GIVEN REQUEST. Reproduce only the part of the listing that runs from the line containing "Segment shirt sleeve from the scene." through the end of the listing, both ends included. Multiply every bounding-box coordinate in the answers by 2.15 and round it to a whole number, rounding halves up, while keeping all other lines, requests included, unchanged.

SOURCE MATERIAL.
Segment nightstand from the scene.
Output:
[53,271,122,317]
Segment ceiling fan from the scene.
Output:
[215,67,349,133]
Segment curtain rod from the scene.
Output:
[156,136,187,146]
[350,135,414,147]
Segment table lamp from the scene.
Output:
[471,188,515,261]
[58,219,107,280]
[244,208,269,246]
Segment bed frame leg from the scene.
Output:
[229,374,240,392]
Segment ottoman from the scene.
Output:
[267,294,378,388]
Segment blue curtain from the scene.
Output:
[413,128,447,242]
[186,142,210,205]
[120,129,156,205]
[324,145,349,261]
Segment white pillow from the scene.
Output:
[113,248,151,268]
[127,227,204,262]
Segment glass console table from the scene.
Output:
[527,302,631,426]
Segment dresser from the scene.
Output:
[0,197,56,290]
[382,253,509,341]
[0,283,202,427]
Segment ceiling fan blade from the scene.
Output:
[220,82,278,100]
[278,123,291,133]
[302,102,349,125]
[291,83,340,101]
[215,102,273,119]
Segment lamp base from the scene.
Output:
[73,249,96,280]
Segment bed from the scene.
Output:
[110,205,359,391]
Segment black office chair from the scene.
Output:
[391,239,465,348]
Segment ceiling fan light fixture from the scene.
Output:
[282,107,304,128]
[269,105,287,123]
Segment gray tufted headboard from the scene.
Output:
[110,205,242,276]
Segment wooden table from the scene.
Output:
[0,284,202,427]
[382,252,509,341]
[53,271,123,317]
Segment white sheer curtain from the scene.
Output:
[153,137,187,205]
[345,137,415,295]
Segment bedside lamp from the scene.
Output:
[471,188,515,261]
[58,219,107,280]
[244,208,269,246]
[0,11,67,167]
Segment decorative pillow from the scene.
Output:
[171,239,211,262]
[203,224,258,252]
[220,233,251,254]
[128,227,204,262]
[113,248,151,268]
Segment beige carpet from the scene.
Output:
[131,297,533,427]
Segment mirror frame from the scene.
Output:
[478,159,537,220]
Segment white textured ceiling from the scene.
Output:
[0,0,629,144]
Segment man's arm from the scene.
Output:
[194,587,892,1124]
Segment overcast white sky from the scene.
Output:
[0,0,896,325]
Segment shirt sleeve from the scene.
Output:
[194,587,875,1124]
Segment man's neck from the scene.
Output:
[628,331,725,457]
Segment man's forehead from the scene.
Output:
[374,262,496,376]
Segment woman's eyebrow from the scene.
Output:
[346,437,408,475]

WORKED ANSWER.
Segment shirt sleeve from the scene.
Output:
[417,1262,1881,2417]
Segment man's neck from the scene.
Output:
[1350,712,1559,983]
Segment man's forehead from the scene.
Output:
[804,563,1066,808]
Segment woman's eyebrow from the scene.
Output:
[744,940,877,1021]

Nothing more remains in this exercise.